(Dataset entries)
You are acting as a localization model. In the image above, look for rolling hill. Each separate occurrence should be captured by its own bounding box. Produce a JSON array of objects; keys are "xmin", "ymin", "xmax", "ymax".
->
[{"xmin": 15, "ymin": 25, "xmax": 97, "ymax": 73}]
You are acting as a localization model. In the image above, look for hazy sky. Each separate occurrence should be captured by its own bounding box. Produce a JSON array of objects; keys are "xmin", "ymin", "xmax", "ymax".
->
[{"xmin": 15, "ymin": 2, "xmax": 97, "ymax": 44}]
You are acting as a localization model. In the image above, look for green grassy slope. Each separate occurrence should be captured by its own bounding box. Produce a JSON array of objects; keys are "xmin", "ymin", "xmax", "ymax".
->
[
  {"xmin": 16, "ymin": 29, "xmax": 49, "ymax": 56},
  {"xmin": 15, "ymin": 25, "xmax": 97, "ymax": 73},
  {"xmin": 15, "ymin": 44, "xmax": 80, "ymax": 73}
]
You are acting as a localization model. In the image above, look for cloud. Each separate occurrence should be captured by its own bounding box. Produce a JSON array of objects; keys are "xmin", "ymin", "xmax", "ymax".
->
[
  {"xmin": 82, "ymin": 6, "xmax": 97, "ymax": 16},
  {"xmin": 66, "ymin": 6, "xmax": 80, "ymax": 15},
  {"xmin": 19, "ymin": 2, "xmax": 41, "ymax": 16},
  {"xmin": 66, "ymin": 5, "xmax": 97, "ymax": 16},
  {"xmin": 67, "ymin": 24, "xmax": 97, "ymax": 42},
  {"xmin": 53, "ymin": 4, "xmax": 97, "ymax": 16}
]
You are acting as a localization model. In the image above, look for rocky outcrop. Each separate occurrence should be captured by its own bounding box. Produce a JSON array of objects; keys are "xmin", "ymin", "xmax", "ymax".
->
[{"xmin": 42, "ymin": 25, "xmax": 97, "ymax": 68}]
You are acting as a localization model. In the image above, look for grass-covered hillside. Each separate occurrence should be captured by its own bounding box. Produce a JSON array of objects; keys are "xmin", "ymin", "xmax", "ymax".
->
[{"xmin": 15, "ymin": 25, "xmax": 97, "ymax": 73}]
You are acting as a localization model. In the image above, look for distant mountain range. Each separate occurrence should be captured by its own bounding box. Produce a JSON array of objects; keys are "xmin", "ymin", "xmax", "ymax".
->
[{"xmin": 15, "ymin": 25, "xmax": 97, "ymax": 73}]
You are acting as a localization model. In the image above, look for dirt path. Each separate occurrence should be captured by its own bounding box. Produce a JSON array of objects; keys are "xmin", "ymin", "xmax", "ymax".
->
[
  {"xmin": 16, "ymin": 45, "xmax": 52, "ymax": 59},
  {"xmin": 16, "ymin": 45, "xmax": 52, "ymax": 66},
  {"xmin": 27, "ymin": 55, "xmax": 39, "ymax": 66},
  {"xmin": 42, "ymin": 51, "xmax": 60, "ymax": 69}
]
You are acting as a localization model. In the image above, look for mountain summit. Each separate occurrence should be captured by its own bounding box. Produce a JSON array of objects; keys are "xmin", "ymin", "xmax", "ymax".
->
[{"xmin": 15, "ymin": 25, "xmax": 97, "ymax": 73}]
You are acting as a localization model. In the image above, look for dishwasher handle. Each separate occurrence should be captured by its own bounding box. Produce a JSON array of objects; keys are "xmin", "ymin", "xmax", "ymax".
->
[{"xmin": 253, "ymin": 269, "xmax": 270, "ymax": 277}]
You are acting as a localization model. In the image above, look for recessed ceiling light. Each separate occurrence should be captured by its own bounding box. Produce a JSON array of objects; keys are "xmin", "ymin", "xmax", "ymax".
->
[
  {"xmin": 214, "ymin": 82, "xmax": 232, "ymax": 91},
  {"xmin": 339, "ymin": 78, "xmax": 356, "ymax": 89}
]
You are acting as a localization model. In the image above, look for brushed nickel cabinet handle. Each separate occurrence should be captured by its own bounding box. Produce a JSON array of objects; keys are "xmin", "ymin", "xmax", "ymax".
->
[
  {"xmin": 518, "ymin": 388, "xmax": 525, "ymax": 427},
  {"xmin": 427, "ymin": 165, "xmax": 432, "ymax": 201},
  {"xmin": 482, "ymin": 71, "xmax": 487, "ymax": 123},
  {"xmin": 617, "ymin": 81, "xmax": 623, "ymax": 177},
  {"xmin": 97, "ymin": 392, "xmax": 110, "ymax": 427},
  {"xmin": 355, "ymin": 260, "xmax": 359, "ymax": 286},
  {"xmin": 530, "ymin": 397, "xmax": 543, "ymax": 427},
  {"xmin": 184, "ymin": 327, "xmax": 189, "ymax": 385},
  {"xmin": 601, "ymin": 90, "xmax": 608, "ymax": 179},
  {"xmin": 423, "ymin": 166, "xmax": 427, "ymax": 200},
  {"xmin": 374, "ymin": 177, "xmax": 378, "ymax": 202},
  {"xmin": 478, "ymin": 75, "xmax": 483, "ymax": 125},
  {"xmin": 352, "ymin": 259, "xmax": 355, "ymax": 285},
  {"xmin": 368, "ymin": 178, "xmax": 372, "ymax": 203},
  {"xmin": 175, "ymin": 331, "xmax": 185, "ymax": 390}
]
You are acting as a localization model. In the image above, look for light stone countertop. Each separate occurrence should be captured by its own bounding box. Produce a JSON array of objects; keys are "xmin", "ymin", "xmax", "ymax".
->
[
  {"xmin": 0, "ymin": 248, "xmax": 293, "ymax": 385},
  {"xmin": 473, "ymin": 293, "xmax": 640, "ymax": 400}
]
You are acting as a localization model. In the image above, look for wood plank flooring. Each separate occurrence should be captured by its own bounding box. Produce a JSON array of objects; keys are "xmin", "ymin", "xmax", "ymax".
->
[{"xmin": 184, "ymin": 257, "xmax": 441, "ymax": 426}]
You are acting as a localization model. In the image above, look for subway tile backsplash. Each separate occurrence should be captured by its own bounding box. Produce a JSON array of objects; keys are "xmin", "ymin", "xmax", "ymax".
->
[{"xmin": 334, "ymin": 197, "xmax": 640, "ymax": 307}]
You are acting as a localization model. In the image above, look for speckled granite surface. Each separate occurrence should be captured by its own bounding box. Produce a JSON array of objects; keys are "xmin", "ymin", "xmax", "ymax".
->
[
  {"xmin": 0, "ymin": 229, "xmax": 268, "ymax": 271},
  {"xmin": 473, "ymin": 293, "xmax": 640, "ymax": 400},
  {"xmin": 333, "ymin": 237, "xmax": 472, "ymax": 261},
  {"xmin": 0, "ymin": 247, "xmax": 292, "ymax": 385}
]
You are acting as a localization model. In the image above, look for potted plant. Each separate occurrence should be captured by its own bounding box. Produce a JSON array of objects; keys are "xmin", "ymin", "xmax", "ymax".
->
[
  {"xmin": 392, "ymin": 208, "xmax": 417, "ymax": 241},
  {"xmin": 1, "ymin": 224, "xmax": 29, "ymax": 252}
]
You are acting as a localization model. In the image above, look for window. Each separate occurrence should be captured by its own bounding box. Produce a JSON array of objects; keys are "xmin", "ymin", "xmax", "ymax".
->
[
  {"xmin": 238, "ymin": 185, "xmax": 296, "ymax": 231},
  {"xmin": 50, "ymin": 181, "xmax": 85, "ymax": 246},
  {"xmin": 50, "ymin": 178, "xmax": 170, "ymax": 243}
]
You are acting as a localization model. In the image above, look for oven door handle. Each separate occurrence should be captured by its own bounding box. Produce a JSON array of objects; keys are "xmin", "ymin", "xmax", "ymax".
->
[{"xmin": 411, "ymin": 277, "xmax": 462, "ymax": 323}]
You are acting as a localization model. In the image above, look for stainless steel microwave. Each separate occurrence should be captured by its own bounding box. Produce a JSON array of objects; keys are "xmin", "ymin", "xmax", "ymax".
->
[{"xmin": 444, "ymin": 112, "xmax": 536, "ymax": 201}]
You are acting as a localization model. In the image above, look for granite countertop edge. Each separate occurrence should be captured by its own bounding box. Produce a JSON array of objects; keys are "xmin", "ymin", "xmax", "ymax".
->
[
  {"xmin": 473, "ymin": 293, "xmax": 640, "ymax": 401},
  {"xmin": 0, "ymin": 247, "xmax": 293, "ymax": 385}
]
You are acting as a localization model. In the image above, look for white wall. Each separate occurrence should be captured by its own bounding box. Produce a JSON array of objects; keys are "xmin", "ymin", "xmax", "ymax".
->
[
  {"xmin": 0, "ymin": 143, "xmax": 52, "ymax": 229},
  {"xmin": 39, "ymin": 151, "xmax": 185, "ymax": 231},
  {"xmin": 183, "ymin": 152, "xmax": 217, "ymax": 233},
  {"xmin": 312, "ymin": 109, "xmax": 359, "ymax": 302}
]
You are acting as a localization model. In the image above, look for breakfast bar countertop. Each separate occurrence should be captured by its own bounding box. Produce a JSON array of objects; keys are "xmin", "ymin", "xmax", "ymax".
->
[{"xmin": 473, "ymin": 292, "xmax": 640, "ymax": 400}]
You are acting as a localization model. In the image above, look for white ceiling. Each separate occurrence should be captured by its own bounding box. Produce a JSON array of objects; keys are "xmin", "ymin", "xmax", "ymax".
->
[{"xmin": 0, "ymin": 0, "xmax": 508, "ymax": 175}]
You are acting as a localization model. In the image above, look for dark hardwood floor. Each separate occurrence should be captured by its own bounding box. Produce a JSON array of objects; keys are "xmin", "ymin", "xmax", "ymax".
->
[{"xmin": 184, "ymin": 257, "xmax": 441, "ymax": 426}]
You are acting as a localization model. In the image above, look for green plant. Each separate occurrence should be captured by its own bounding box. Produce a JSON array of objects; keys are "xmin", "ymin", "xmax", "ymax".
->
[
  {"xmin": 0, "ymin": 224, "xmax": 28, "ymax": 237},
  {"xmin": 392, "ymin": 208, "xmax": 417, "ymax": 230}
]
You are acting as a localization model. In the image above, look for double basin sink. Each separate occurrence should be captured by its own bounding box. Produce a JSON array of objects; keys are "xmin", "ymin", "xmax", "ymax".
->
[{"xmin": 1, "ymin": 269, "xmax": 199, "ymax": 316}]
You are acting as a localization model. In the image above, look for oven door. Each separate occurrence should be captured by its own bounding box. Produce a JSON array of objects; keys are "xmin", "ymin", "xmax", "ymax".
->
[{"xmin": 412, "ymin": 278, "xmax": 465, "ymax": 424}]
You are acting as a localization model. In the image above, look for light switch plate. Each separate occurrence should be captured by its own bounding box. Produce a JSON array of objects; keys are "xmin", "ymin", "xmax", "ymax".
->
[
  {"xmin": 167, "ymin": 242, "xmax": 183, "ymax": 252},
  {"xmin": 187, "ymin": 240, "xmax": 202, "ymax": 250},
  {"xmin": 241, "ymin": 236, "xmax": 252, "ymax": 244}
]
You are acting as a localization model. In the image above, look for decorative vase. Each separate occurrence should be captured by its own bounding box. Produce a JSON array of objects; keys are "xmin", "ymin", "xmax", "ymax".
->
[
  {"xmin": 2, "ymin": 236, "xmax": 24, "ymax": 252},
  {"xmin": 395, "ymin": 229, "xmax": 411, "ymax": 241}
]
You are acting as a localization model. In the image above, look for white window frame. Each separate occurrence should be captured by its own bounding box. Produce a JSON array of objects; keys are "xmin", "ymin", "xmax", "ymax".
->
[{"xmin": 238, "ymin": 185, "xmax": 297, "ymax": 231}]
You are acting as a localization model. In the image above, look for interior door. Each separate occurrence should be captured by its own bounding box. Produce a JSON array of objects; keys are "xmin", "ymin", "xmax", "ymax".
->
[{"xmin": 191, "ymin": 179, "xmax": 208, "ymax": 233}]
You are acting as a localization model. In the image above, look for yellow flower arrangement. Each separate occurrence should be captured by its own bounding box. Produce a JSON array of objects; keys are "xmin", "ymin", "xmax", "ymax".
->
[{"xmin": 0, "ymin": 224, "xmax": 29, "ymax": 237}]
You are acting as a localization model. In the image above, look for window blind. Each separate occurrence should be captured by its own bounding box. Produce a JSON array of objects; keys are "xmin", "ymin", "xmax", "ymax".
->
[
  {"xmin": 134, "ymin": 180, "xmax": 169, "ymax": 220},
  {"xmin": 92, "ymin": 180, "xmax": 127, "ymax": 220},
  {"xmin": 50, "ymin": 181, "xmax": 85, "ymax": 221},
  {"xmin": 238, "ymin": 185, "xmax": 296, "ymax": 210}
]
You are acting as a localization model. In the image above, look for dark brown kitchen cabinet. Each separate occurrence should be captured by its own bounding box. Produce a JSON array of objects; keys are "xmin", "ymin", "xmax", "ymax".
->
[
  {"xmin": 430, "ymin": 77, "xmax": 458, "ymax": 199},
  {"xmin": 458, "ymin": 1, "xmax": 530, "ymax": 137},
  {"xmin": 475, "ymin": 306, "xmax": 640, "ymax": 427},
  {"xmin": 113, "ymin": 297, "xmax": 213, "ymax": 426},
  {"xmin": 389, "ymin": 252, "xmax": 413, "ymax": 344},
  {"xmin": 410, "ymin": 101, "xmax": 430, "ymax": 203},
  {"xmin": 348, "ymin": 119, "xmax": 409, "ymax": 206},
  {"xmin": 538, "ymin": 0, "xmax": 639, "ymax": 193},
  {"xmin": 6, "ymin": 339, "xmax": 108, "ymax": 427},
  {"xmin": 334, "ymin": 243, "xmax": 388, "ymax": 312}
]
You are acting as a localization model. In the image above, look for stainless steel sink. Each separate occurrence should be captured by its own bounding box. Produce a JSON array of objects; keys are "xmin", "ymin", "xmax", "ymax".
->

- _TASK TO COMPLETE_:
From the records above, print only the lines between the one holding "for dark hardwood" and the one holding "for green plant.", inclusive, exactly as they stand.

- _ANSWER TO THIS EXERCISE_:
You are acting as a localization model. In the image above, look for dark hardwood floor. Each separate occurrence should be captured by its own bounding box. Produce a JSON array of objects; keys are "xmin", "ymin", "xmax", "ymax".
->
[{"xmin": 184, "ymin": 257, "xmax": 441, "ymax": 426}]
You are acting as a localization model. In the image above, look for green plant. Each separate occurrence should be captured by its own bounding box. Produce a JSON array of objects; keys are "xmin", "ymin", "xmax", "ymax".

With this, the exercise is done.